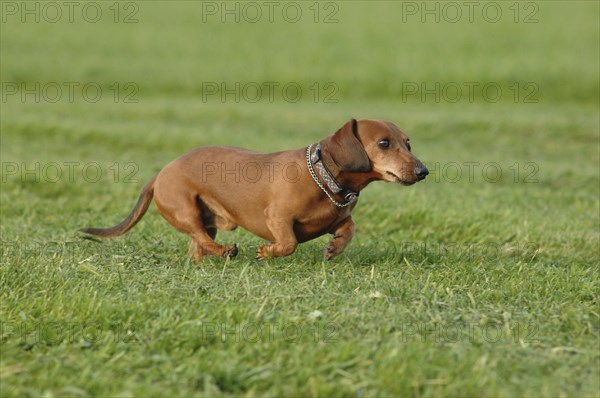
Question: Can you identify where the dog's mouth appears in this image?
[386,171,417,186]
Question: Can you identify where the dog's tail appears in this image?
[79,175,158,238]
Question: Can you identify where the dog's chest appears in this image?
[294,205,352,242]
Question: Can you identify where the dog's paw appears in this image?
[223,243,239,258]
[323,235,346,261]
[254,242,273,261]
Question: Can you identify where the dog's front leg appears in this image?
[256,217,298,261]
[323,216,354,260]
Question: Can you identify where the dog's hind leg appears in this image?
[155,190,238,261]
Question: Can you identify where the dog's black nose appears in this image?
[415,164,429,181]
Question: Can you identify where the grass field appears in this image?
[0,1,600,397]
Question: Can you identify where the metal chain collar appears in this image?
[306,144,357,208]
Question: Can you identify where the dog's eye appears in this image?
[377,140,390,149]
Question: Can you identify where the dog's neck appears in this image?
[321,144,377,193]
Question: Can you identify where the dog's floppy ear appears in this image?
[324,119,371,172]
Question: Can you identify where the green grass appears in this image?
[0,1,600,397]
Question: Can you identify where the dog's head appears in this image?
[323,119,429,185]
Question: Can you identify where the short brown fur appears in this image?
[81,119,428,261]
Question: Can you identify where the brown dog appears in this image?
[81,119,429,261]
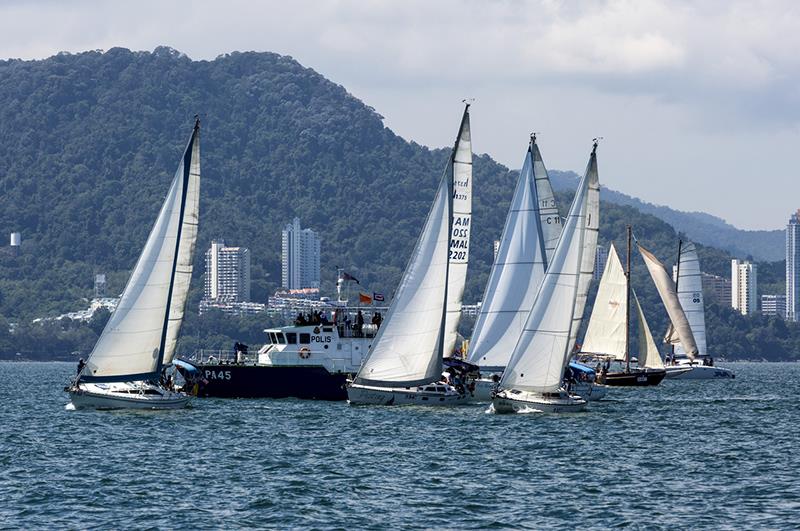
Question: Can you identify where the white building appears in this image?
[203,240,250,302]
[281,218,321,289]
[761,295,786,319]
[731,259,758,315]
[786,210,800,321]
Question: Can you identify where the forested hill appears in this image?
[0,48,800,358]
[0,48,512,317]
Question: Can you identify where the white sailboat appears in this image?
[347,104,469,406]
[580,238,666,386]
[492,143,599,413]
[469,135,563,374]
[67,120,200,409]
[664,241,734,380]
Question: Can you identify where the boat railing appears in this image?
[186,349,258,365]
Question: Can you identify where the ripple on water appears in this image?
[0,363,800,529]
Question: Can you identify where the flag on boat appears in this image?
[339,271,361,284]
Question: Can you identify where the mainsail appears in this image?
[500,145,590,393]
[636,243,698,359]
[80,122,200,381]
[469,136,563,369]
[666,242,706,356]
[354,123,453,387]
[566,143,600,359]
[633,291,664,369]
[581,243,628,360]
[444,104,472,356]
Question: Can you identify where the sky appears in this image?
[0,0,800,229]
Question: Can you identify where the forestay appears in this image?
[581,243,628,360]
[666,242,706,356]
[500,145,590,393]
[636,243,697,359]
[355,153,453,387]
[444,105,472,355]
[469,137,563,369]
[81,124,200,381]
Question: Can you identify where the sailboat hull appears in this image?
[492,390,586,414]
[570,382,608,402]
[667,365,736,380]
[602,369,667,387]
[347,384,470,406]
[67,382,191,409]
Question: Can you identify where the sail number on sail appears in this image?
[450,216,470,262]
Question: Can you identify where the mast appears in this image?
[669,238,683,363]
[625,225,631,372]
[156,115,200,377]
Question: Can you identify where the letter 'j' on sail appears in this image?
[81,121,200,381]
[444,104,472,356]
[469,136,563,369]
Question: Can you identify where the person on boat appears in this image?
[356,310,364,337]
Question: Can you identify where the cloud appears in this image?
[0,0,800,227]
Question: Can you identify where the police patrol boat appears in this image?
[178,309,378,400]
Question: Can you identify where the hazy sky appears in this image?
[0,0,800,228]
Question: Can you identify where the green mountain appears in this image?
[0,48,800,358]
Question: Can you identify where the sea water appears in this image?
[0,363,800,530]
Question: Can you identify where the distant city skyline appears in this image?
[0,0,800,229]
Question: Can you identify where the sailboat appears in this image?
[347,104,471,406]
[66,119,200,409]
[664,240,735,380]
[580,233,666,386]
[492,142,600,413]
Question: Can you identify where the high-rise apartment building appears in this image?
[592,245,608,280]
[281,218,321,289]
[204,240,250,302]
[786,209,800,321]
[761,295,786,319]
[700,274,733,306]
[731,259,758,315]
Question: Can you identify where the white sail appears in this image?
[669,242,706,356]
[566,148,600,359]
[444,105,472,356]
[355,154,453,387]
[81,125,199,381]
[633,291,664,369]
[500,148,589,393]
[581,243,628,360]
[162,128,200,365]
[636,243,697,359]
[469,137,563,368]
[529,141,564,262]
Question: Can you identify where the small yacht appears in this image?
[65,119,200,409]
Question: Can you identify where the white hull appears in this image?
[347,384,470,406]
[665,365,736,380]
[68,382,191,409]
[492,390,586,413]
[570,382,608,402]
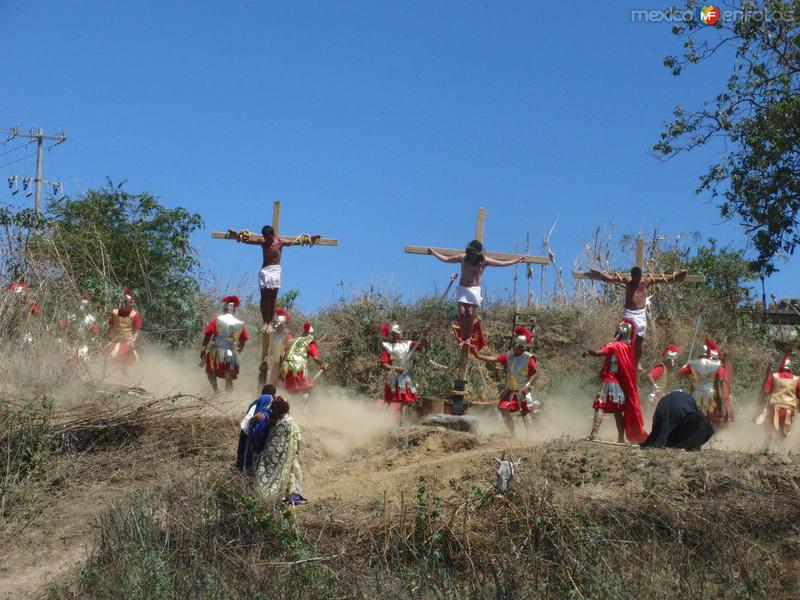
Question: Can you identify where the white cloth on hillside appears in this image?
[258,265,281,289]
[456,285,483,306]
[622,308,647,337]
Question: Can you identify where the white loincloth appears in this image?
[456,285,483,306]
[622,308,647,337]
[258,265,281,289]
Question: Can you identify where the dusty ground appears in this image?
[0,378,800,598]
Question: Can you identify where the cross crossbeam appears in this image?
[572,236,706,283]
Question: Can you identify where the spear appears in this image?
[687,307,705,362]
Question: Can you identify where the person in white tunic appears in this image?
[256,396,306,505]
[381,323,428,422]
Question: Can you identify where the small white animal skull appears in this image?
[494,456,522,494]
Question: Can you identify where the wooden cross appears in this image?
[572,235,706,283]
[211,200,339,384]
[405,207,550,404]
[405,207,550,265]
[211,200,339,246]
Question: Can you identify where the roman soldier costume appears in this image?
[589,319,647,444]
[647,344,683,402]
[496,327,537,416]
[381,323,417,410]
[679,338,733,422]
[756,353,800,437]
[201,296,249,391]
[106,288,142,366]
[281,322,325,393]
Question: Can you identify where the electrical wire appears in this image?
[0,152,36,169]
[0,140,36,156]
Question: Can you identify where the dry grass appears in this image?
[42,442,800,600]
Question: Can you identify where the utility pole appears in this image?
[6,125,67,215]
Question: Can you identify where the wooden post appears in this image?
[272,200,281,237]
[636,235,644,271]
[211,200,339,383]
[475,206,486,244]
[405,206,550,412]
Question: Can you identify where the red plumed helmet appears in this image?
[514,325,533,344]
[222,295,239,308]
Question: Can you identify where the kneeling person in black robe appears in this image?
[642,390,714,450]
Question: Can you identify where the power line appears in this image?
[0,152,36,169]
[0,140,33,156]
[0,125,67,214]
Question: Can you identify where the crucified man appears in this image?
[588,267,687,366]
[237,225,320,333]
[428,240,525,346]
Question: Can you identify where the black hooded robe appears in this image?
[642,390,714,450]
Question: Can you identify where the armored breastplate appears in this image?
[214,313,244,346]
[281,335,314,374]
[383,340,412,371]
[506,352,533,391]
[689,358,720,394]
[111,308,137,342]
[769,373,800,408]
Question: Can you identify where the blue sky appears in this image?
[0,0,798,309]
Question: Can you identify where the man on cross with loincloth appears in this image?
[588,267,687,366]
[428,240,525,345]
[236,225,321,333]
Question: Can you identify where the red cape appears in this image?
[609,341,647,444]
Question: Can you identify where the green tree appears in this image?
[686,238,758,314]
[41,181,203,344]
[654,0,800,275]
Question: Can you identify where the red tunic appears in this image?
[495,353,536,415]
[600,341,647,444]
[283,340,318,394]
[650,363,666,381]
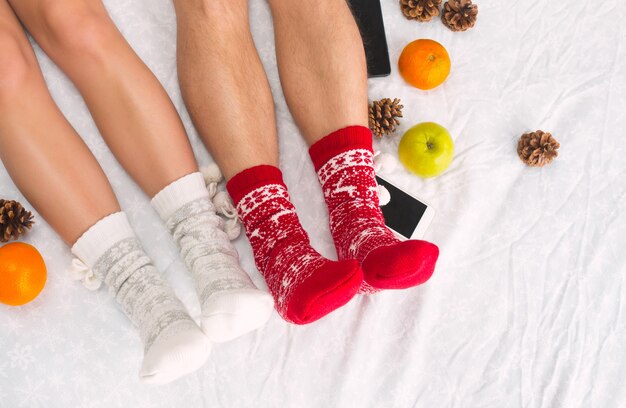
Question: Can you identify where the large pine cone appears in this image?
[400,0,442,22]
[517,130,561,167]
[0,199,33,243]
[369,98,404,139]
[441,0,478,31]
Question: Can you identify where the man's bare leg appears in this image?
[269,0,439,292]
[174,0,278,179]
[269,0,368,145]
[174,0,363,324]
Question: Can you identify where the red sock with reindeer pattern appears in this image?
[309,126,439,292]
[227,165,363,324]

__EXERCISE INSTRUCTIONS__
Could you copy out the material word for word, starting with the line that contains "Question: Can you identify where the cross" and going on through the line that contains "[494,456,522,494]"?

__FINISHED TASK__
Question: Can you identify where the cross crossbeam appears in this image?
[572,236,706,283]
Question: Can you identify where the spear appears in this image?
[687,307,705,362]
Question: Can you identify where the person in white tunic appears in this image?
[256,396,306,505]
[381,323,428,422]
Question: Can you identify where the small white animal skull appears in this image?
[494,456,522,494]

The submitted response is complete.